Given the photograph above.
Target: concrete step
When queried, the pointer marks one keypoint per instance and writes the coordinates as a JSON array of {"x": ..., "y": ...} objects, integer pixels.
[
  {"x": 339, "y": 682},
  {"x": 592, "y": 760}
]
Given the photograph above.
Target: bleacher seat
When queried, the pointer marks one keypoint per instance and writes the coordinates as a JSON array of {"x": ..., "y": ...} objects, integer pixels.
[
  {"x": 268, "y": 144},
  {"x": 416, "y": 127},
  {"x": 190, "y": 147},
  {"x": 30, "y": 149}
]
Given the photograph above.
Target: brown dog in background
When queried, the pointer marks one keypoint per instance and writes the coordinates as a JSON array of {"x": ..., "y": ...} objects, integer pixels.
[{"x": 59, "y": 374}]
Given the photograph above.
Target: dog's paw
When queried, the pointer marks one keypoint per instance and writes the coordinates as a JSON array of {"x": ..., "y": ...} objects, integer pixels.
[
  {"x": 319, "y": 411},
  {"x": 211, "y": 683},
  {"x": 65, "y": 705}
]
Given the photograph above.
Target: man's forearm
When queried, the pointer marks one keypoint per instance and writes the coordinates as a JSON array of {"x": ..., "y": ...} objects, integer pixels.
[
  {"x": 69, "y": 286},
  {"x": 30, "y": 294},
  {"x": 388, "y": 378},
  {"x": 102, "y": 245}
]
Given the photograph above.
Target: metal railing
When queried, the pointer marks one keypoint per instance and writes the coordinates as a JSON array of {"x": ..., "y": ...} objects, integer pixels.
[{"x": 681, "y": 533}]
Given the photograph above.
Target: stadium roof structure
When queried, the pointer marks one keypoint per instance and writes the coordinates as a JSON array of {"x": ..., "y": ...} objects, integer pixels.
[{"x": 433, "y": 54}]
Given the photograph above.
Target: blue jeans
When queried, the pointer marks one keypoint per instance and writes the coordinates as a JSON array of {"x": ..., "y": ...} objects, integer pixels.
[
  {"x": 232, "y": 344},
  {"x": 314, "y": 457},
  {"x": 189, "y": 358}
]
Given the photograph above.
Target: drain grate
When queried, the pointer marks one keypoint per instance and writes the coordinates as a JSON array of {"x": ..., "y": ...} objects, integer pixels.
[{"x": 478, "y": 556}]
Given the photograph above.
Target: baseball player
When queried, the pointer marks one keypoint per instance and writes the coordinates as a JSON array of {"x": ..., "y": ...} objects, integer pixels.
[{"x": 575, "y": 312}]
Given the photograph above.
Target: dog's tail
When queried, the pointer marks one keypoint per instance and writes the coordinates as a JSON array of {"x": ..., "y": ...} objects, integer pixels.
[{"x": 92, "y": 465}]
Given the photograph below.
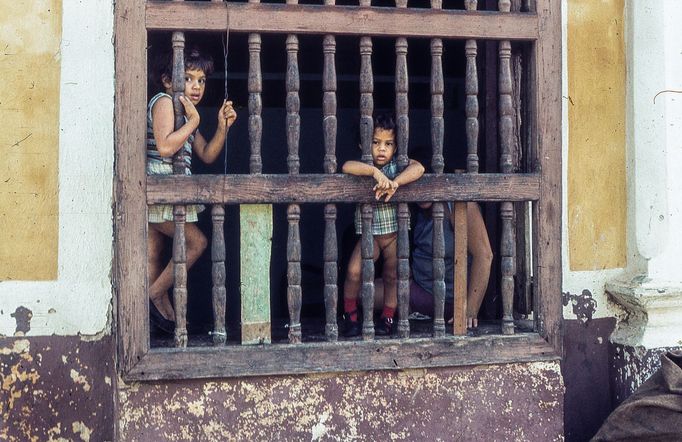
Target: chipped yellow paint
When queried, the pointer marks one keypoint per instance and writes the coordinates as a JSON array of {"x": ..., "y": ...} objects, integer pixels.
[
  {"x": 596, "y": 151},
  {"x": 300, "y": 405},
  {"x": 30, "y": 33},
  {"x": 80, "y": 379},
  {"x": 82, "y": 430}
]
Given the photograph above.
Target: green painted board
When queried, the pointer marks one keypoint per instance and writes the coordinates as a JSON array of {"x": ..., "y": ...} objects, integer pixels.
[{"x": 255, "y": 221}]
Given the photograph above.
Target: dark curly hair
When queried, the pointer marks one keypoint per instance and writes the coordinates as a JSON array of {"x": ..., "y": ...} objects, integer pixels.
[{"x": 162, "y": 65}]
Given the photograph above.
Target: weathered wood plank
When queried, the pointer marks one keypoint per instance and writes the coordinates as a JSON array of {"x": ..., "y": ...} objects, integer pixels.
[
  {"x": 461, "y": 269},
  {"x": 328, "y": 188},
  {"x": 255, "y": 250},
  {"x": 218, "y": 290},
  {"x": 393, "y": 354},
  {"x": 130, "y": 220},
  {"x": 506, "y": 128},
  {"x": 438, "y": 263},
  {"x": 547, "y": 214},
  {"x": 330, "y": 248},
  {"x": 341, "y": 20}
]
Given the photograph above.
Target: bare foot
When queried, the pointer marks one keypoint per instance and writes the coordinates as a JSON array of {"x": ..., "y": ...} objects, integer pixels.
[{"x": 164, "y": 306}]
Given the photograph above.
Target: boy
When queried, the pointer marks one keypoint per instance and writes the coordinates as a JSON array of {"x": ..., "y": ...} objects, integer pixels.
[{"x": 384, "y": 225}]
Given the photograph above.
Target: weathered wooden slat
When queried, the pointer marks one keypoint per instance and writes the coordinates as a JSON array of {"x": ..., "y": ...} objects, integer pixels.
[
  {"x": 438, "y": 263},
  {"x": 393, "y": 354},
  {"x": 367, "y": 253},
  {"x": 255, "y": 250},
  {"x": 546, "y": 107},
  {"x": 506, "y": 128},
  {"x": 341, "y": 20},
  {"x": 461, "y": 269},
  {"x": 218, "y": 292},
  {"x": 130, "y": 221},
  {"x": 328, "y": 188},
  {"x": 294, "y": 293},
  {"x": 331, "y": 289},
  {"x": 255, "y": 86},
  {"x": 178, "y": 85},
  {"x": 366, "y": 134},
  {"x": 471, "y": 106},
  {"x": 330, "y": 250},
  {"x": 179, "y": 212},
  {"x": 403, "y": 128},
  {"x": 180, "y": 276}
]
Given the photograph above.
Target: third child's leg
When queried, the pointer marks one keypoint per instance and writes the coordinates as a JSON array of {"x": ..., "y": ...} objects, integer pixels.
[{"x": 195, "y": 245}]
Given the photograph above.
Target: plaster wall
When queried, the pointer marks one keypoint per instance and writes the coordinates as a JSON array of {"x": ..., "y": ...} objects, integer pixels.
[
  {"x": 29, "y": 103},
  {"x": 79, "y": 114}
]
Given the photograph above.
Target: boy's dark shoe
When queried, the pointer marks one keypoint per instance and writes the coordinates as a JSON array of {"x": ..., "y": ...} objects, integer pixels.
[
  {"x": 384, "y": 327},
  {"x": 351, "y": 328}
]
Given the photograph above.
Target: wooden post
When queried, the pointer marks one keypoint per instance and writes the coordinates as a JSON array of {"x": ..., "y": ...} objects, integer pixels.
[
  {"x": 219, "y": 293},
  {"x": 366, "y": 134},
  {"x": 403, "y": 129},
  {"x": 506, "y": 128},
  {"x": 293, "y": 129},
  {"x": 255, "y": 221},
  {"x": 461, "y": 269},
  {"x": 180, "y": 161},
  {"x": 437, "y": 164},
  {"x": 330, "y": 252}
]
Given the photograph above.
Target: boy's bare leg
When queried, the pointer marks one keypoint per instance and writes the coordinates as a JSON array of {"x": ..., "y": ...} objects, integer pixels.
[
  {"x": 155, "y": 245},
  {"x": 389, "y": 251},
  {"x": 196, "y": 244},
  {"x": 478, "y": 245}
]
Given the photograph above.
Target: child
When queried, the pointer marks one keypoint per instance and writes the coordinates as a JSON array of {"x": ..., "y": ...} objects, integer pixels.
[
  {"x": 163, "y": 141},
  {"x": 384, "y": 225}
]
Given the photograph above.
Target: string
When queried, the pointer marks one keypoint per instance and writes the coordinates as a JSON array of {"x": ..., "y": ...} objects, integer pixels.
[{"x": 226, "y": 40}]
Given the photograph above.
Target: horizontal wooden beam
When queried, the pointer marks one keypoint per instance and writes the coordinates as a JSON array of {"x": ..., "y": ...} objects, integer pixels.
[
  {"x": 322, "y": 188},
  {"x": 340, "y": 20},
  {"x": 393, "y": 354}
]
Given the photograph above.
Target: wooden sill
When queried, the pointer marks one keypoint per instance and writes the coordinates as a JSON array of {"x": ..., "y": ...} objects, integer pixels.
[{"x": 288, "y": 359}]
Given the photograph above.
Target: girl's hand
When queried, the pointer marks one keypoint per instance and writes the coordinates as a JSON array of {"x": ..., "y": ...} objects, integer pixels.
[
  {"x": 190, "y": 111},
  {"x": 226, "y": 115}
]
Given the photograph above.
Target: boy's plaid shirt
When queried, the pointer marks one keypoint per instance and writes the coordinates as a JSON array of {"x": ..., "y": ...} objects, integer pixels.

______

STATED EXERCISE:
Report how many lines of the items above contain the word "bare", giving only the number.

RESULT OF THIS TASK:
2